Present the material below, from the line containing "I'd really appreciate it if you could detect the tall" through the line containing "96, 216, 140, 225", as a two-column CSV with the header columns request and box and one row per request, holding its text and its answer. Put each in its own quoted field and replace line breaks with spaces.

■ **DATASET ENTRIES**:
* Start *

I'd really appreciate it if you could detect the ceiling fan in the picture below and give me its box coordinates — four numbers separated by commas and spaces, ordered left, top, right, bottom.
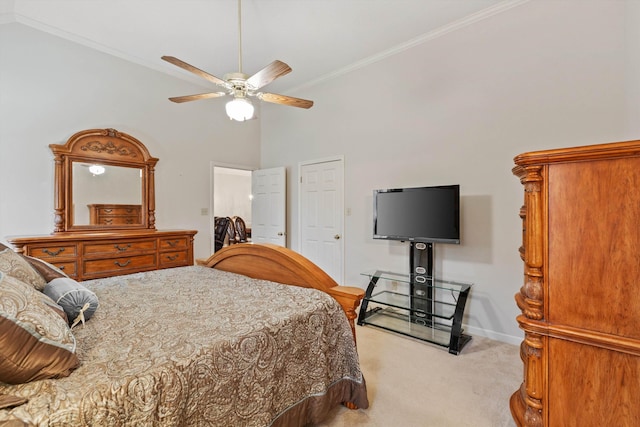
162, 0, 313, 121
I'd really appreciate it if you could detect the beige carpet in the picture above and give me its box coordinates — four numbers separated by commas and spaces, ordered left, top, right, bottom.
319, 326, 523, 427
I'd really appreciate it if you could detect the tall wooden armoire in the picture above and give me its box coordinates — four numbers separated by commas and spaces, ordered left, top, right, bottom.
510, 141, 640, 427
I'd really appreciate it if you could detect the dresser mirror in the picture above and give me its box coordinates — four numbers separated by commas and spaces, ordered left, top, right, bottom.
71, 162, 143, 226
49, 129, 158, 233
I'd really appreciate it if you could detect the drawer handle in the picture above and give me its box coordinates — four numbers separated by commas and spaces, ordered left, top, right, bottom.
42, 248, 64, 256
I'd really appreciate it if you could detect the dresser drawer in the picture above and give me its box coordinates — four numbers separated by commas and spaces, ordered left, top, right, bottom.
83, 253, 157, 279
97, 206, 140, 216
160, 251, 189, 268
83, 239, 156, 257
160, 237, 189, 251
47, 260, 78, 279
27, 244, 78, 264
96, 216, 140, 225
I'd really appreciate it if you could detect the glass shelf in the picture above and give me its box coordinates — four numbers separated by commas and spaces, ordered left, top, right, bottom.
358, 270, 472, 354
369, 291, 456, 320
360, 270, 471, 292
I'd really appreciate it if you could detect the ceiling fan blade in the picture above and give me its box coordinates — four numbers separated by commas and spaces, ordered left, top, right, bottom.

* End *
* Start *

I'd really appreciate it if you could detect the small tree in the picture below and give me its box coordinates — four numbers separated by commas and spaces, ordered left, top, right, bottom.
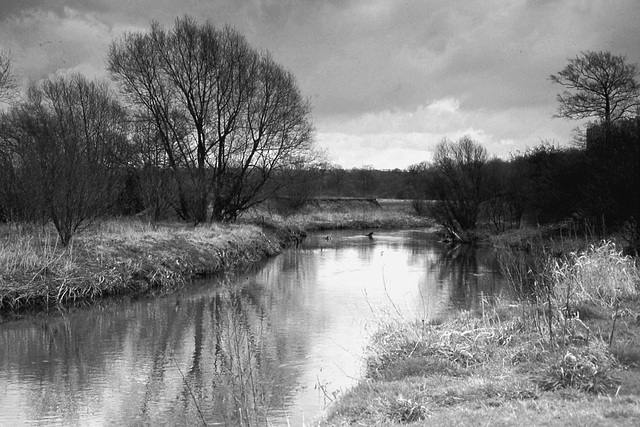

* End *

■ **TASK OUTPUT**:
request,box
"I'd really appreciate it if you could detect the tall wooden armoire in the picture above and give me its box coordinates — four numbers separated by commas and spaces, ordered left, top, right, bottom.","510, 141, 640, 427"
"I'd really appreciate it if you could detect the dresser mirror in the picture above and give me its box coordinates — four numbers separated by commas and spaces, ordered left, top, right, bottom.","71, 162, 143, 226 49, 129, 158, 233"
"I'd really appreciate it if you could detect the drawer handle in the picture above and give me its box coordinates — four numbers separated by commas and spaces, ordered left, top, right, bottom.","42, 248, 64, 256"
"I'd really appreciate it if you could detect the dresser drawer in the picture above and give me its box coordinates — four numbers separated by commas and spaces, ordered left, top, right, bottom.","83, 253, 157, 279 97, 206, 140, 216 160, 251, 189, 268 83, 239, 156, 257 160, 237, 189, 251 47, 260, 78, 279 27, 244, 78, 264 96, 216, 140, 225"